◆ SET EXERCISE
Reproduce the lines below from the one that contains "Pinpoint swimming pool" through the end, inclusive, and add nothing.
** begin **
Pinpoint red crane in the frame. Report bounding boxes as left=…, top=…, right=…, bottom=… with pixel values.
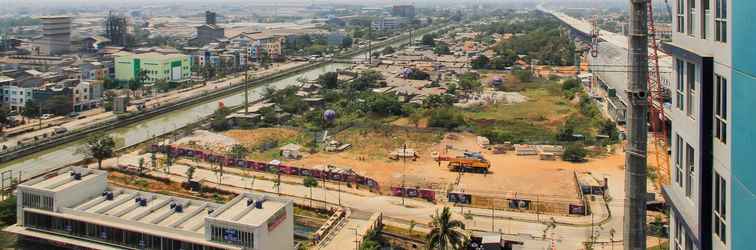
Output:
left=648, top=1, right=670, bottom=187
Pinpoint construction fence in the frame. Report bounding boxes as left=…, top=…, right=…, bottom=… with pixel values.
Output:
left=150, top=144, right=380, bottom=192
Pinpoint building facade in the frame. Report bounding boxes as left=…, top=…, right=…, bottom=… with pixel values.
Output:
left=4, top=167, right=294, bottom=250
left=391, top=5, right=415, bottom=18
left=663, top=0, right=756, bottom=250
left=115, top=52, right=192, bottom=83
left=32, top=16, right=71, bottom=55
left=370, top=17, right=404, bottom=31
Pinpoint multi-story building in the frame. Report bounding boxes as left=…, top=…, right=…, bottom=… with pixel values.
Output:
left=115, top=52, right=192, bottom=83
left=370, top=17, right=404, bottom=31
left=4, top=167, right=294, bottom=250
left=79, top=62, right=108, bottom=81
left=663, top=0, right=756, bottom=250
left=189, top=11, right=226, bottom=46
left=229, top=32, right=284, bottom=61
left=32, top=16, right=71, bottom=55
left=391, top=5, right=415, bottom=18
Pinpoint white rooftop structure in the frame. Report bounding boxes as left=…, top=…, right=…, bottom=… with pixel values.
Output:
left=6, top=167, right=294, bottom=250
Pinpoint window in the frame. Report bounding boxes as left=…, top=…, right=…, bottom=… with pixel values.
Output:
left=714, top=171, right=727, bottom=244
left=675, top=135, right=684, bottom=188
left=685, top=63, right=697, bottom=118
left=675, top=59, right=685, bottom=111
left=714, top=75, right=727, bottom=144
left=701, top=0, right=711, bottom=39
left=714, top=0, right=727, bottom=43
left=674, top=216, right=687, bottom=250
left=688, top=0, right=697, bottom=36
left=685, top=144, right=696, bottom=198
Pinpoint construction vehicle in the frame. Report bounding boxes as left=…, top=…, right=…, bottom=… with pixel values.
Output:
left=447, top=152, right=491, bottom=174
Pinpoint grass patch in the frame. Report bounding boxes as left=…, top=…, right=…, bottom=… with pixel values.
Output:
left=335, top=128, right=443, bottom=159
left=464, top=80, right=578, bottom=142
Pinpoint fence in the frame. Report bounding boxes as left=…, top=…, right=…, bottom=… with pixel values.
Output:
left=446, top=192, right=587, bottom=215
left=150, top=144, right=380, bottom=192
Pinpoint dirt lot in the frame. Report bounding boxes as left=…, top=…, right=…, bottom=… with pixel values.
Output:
left=217, top=129, right=624, bottom=199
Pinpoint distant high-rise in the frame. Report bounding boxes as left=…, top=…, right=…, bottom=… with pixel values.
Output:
left=391, top=5, right=415, bottom=18
left=205, top=10, right=218, bottom=25
left=189, top=11, right=226, bottom=46
left=105, top=12, right=128, bottom=46
left=34, top=16, right=71, bottom=55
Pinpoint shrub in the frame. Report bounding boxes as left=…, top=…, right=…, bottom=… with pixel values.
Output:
left=562, top=144, right=588, bottom=162
left=428, top=109, right=466, bottom=130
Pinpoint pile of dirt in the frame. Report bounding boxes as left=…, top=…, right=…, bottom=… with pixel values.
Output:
left=224, top=128, right=299, bottom=145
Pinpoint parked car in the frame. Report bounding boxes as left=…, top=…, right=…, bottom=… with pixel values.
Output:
left=53, top=127, right=68, bottom=135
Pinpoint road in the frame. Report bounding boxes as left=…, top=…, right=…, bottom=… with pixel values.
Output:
left=0, top=62, right=307, bottom=150
left=109, top=149, right=624, bottom=249
left=0, top=23, right=445, bottom=180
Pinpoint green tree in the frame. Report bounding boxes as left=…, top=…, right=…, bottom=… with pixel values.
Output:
left=512, top=69, right=533, bottom=82
left=426, top=207, right=467, bottom=250
left=258, top=49, right=273, bottom=69
left=137, top=158, right=144, bottom=175
left=381, top=46, right=396, bottom=55
left=186, top=166, right=197, bottom=183
left=318, top=72, right=339, bottom=89
left=491, top=56, right=512, bottom=70
left=21, top=100, right=42, bottom=118
left=79, top=134, right=115, bottom=169
left=433, top=42, right=451, bottom=55
left=210, top=107, right=231, bottom=131
left=421, top=34, right=436, bottom=47
left=459, top=72, right=483, bottom=94
left=470, top=55, right=490, bottom=69
left=0, top=195, right=17, bottom=227
left=229, top=144, right=249, bottom=160
left=341, top=37, right=354, bottom=48
left=428, top=108, right=466, bottom=130
left=302, top=176, right=318, bottom=207
left=43, top=95, right=73, bottom=115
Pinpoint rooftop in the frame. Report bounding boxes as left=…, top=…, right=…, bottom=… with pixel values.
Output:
left=212, top=194, right=286, bottom=227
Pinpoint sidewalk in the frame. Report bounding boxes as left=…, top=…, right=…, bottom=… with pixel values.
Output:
left=113, top=154, right=610, bottom=227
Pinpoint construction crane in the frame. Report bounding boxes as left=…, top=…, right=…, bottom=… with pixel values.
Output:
left=648, top=0, right=670, bottom=188
left=433, top=152, right=491, bottom=174
left=590, top=0, right=672, bottom=187
left=591, top=16, right=600, bottom=58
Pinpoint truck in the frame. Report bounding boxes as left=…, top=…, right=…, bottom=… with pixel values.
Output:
left=448, top=157, right=491, bottom=174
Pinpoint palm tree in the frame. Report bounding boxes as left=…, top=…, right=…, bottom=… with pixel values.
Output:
left=228, top=144, right=249, bottom=160
left=302, top=176, right=318, bottom=207
left=426, top=207, right=467, bottom=250
left=77, top=134, right=116, bottom=169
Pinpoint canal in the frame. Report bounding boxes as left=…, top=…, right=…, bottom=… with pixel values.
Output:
left=0, top=23, right=448, bottom=181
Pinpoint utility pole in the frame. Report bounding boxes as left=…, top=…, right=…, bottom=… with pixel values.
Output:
left=368, top=24, right=373, bottom=65
left=402, top=143, right=407, bottom=206
left=623, top=0, right=649, bottom=250
left=244, top=66, right=249, bottom=115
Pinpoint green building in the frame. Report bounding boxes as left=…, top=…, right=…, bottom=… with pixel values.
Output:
left=115, top=52, right=192, bottom=83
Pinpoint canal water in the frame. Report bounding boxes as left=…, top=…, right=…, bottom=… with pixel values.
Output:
left=0, top=64, right=349, bottom=180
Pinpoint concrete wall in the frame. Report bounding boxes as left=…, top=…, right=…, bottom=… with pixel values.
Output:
left=255, top=202, right=294, bottom=250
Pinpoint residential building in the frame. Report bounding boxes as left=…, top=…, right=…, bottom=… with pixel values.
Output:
left=4, top=167, right=294, bottom=250
left=189, top=11, right=226, bottom=46
left=32, top=16, right=71, bottom=55
left=115, top=52, right=192, bottom=83
left=370, top=17, right=404, bottom=31
left=229, top=32, right=284, bottom=62
left=391, top=5, right=415, bottom=18
left=663, top=0, right=756, bottom=250
left=79, top=62, right=108, bottom=81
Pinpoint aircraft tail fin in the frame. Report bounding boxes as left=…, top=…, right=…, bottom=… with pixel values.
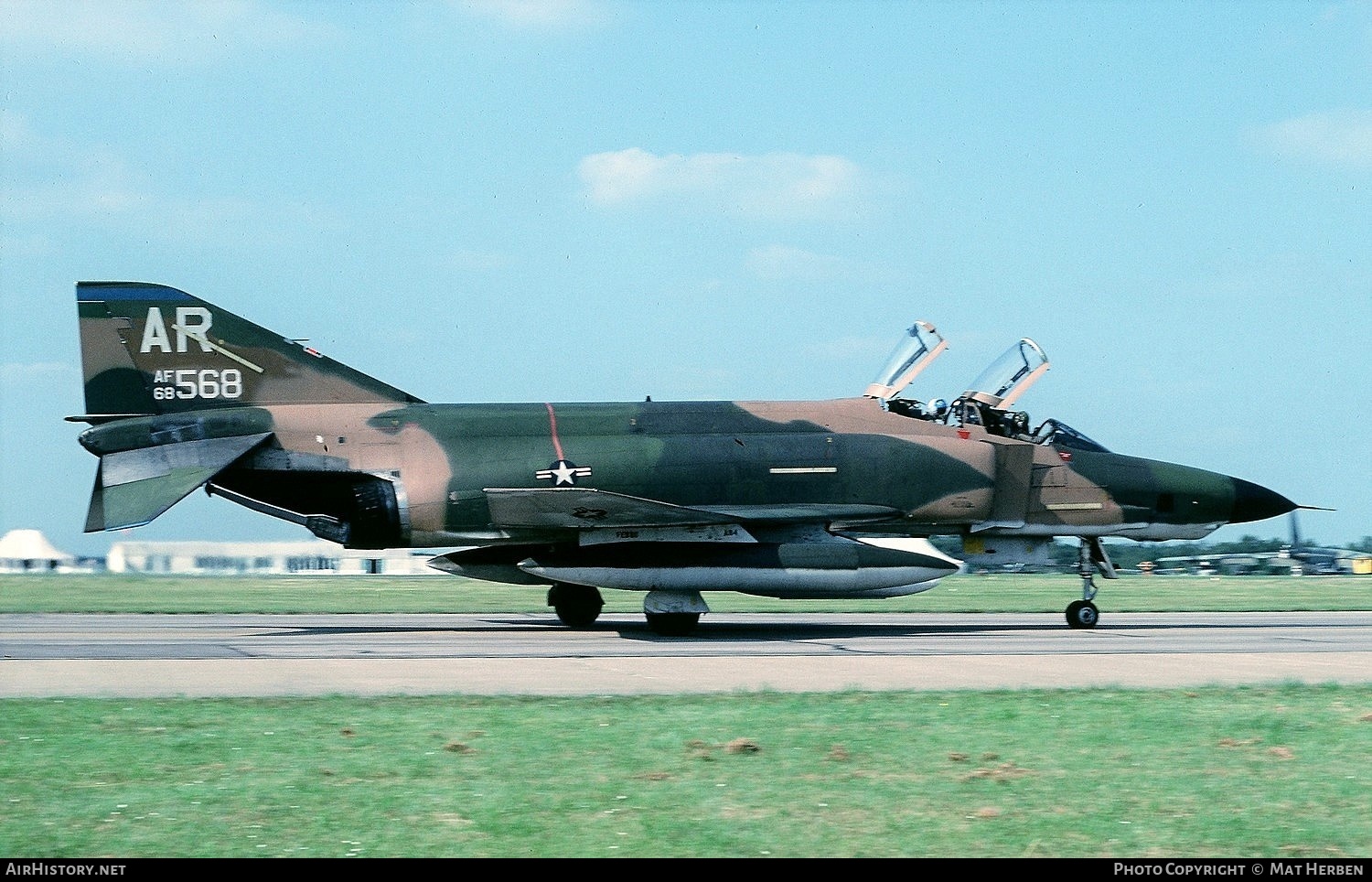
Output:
left=77, top=281, right=420, bottom=423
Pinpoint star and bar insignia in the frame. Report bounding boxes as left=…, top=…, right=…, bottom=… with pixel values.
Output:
left=534, top=459, right=592, bottom=487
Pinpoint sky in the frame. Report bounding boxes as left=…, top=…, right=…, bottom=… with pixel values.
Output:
left=0, top=0, right=1372, bottom=554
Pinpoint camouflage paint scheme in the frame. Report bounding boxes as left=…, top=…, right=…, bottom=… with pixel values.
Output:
left=71, top=283, right=1297, bottom=634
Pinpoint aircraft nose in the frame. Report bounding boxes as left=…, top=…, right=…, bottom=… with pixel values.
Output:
left=1229, top=478, right=1301, bottom=524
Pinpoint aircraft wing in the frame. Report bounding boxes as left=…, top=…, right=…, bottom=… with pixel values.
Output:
left=486, top=487, right=900, bottom=530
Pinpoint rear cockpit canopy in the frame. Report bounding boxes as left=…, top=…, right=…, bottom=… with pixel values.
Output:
left=866, top=321, right=1106, bottom=453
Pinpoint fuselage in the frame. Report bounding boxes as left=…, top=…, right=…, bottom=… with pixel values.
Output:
left=84, top=398, right=1281, bottom=547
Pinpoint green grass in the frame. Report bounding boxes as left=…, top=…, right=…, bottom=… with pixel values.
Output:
left=0, top=574, right=1372, bottom=613
left=0, top=686, right=1372, bottom=857
left=0, top=575, right=1372, bottom=859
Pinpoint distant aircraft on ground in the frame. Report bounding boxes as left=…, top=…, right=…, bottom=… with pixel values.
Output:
left=1154, top=506, right=1369, bottom=576
left=69, top=281, right=1298, bottom=635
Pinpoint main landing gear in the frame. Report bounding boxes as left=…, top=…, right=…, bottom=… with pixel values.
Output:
left=1067, top=538, right=1120, bottom=629
left=548, top=582, right=606, bottom=629
left=548, top=582, right=710, bottom=637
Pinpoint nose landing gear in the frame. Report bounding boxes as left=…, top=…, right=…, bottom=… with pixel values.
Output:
left=1067, top=538, right=1120, bottom=629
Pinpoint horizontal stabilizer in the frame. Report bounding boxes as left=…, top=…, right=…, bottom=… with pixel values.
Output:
left=85, top=432, right=272, bottom=532
left=486, top=487, right=733, bottom=530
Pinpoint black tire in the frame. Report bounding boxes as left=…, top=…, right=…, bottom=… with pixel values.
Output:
left=548, top=582, right=606, bottom=629
left=1067, top=601, right=1100, bottom=629
left=645, top=613, right=700, bottom=637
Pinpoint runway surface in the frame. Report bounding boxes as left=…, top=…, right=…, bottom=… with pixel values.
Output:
left=0, top=612, right=1372, bottom=698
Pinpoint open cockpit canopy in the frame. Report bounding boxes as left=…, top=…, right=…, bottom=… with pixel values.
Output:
left=866, top=321, right=1106, bottom=451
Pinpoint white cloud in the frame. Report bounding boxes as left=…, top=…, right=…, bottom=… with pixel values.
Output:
left=0, top=0, right=339, bottom=64
left=1262, top=110, right=1372, bottom=167
left=578, top=146, right=862, bottom=220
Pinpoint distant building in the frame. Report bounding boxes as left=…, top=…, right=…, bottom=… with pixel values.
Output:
left=106, top=539, right=444, bottom=576
left=0, top=530, right=77, bottom=572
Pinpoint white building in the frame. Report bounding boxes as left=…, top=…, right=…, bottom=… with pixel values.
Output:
left=106, top=539, right=444, bottom=576
left=0, top=530, right=77, bottom=572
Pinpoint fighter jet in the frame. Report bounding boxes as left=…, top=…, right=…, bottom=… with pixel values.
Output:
left=69, top=281, right=1300, bottom=637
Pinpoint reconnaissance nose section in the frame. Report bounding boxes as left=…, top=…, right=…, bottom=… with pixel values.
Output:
left=866, top=322, right=1302, bottom=629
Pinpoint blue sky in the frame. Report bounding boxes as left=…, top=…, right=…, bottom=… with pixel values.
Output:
left=0, top=0, right=1372, bottom=553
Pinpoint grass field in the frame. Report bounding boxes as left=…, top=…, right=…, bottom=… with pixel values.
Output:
left=0, top=575, right=1372, bottom=859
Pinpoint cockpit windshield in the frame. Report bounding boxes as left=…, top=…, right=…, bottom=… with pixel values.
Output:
left=863, top=321, right=949, bottom=401
left=962, top=338, right=1048, bottom=407
left=864, top=321, right=1109, bottom=453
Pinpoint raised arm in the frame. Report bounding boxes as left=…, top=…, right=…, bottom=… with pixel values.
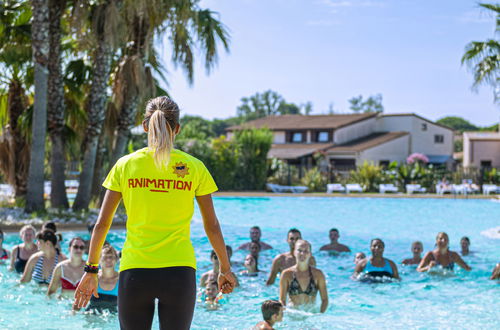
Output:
left=196, top=194, right=237, bottom=293
left=47, top=263, right=62, bottom=296
left=73, top=190, right=122, bottom=309
left=452, top=252, right=472, bottom=271
left=266, top=254, right=281, bottom=285
left=316, top=269, right=328, bottom=313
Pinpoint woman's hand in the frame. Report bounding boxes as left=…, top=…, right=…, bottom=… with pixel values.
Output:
left=73, top=273, right=99, bottom=309
left=217, top=272, right=236, bottom=294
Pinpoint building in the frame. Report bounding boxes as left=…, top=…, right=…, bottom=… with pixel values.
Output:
left=462, top=132, right=500, bottom=168
left=227, top=113, right=453, bottom=170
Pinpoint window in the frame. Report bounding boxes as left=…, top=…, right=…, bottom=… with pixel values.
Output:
left=317, top=132, right=329, bottom=142
left=292, top=132, right=302, bottom=142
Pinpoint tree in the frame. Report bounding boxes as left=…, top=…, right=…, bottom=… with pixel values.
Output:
left=436, top=116, right=479, bottom=133
left=26, top=0, right=50, bottom=212
left=462, top=3, right=500, bottom=102
left=349, top=94, right=384, bottom=113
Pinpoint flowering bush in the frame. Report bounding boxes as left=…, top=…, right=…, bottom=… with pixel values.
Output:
left=406, top=152, right=429, bottom=164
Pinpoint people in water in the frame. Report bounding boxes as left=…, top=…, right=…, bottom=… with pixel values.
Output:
left=354, top=252, right=366, bottom=265
left=253, top=300, right=284, bottom=330
left=490, top=262, right=500, bottom=280
left=353, top=238, right=399, bottom=281
left=9, top=225, right=38, bottom=274
left=266, top=228, right=316, bottom=285
left=88, top=245, right=120, bottom=312
left=319, top=228, right=351, bottom=252
left=238, top=226, right=273, bottom=251
left=280, top=240, right=328, bottom=313
left=401, top=241, right=424, bottom=266
left=460, top=236, right=470, bottom=257
left=417, top=232, right=472, bottom=272
left=200, top=249, right=239, bottom=287
left=21, top=229, right=67, bottom=284
left=240, top=254, right=260, bottom=276
left=47, top=237, right=85, bottom=297
left=0, top=229, right=10, bottom=263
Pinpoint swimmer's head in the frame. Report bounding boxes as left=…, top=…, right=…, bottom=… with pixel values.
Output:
left=205, top=281, right=219, bottom=300
left=354, top=252, right=366, bottom=265
left=261, top=300, right=283, bottom=324
left=99, top=244, right=119, bottom=269
left=286, top=228, right=302, bottom=249
left=293, top=239, right=312, bottom=263
left=250, top=226, right=262, bottom=242
left=370, top=238, right=385, bottom=256
left=142, top=96, right=180, bottom=168
left=329, top=228, right=340, bottom=242
left=411, top=241, right=424, bottom=254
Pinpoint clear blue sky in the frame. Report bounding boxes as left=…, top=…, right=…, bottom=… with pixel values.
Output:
left=159, top=0, right=500, bottom=125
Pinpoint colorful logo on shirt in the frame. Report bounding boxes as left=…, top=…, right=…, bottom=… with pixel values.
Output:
left=172, top=162, right=189, bottom=178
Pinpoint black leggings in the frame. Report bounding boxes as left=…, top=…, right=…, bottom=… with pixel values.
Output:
left=118, top=267, right=196, bottom=330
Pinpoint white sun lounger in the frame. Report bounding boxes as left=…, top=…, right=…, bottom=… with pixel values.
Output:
left=406, top=184, right=427, bottom=194
left=378, top=183, right=398, bottom=194
left=326, top=183, right=345, bottom=194
left=345, top=183, right=363, bottom=194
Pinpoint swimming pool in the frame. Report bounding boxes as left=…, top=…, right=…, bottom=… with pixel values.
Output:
left=0, top=197, right=500, bottom=329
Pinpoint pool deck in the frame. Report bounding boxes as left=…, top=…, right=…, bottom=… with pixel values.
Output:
left=0, top=191, right=500, bottom=232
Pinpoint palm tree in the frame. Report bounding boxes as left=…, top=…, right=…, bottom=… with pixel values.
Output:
left=462, top=3, right=500, bottom=102
left=110, top=0, right=229, bottom=166
left=47, top=0, right=69, bottom=209
left=25, top=0, right=50, bottom=212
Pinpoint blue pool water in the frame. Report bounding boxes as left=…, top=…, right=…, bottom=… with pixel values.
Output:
left=0, top=197, right=500, bottom=329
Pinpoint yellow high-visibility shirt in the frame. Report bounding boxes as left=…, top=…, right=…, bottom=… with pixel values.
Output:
left=102, top=147, right=217, bottom=271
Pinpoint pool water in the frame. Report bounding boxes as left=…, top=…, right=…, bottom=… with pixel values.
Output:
left=0, top=197, right=500, bottom=329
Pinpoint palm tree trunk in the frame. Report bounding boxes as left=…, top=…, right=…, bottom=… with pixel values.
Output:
left=47, top=0, right=69, bottom=209
left=26, top=0, right=49, bottom=212
left=73, top=41, right=113, bottom=210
** end **
◆ RESPONSE
Pinpoint swimming pool in the frame. Report bounding boxes as left=…, top=…, right=…, bottom=… with pixel values.
Output:
left=0, top=197, right=500, bottom=329
Pinpoint pool deck in the frame. Report bounding boxes as left=…, top=…, right=…, bottom=… with pixel values.
Output:
left=0, top=191, right=500, bottom=232
Pinpoint palm tree in the frame. Report bounding boxes as left=…, top=…, right=…, bottom=… with pixel values.
Output:
left=462, top=3, right=500, bottom=102
left=110, top=0, right=229, bottom=166
left=47, top=0, right=69, bottom=209
left=25, top=0, right=50, bottom=212
Pinpoint blue pool water in the frame. Report bounding boxes as left=…, top=…, right=…, bottom=… with pixel values.
Output:
left=0, top=197, right=500, bottom=329
Pinpoint yellow high-visibility shirt in the frame. Report bounding boxes as left=…, top=…, right=…, bottom=… with pixel values.
Output:
left=102, top=147, right=217, bottom=271
Pinpoint pool water in the frame. Report bounding boxes as left=…, top=…, right=…, bottom=… with pixel values.
Output:
left=0, top=197, right=500, bottom=329
Pinpoint palm tree trunk in the frame. Report bounding boxes as left=…, top=…, right=…, bottom=… with pixel values.
Output:
left=47, top=0, right=69, bottom=209
left=26, top=0, right=49, bottom=212
left=73, top=41, right=113, bottom=210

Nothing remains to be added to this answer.